# Source information:
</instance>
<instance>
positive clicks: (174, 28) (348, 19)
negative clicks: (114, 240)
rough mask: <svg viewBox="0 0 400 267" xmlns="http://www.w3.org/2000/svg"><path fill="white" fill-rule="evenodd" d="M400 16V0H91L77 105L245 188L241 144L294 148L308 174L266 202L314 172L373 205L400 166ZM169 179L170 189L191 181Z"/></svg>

# What to produce:
Rewrite the listing with every "negative clicks" replaced by "background clicks", leaving all else unchanged.

# Answer for this exercise:
</instance>
<instance>
positive clicks: (174, 28) (348, 19)
background clicks: (114, 240)
rough mask: <svg viewBox="0 0 400 267" xmlns="http://www.w3.org/2000/svg"><path fill="white" fill-rule="evenodd" d="M400 16V0H91L77 105L245 188L241 144L294 148L308 174L266 202L314 172L373 205L400 166ZM169 179L170 189L191 181Z"/></svg>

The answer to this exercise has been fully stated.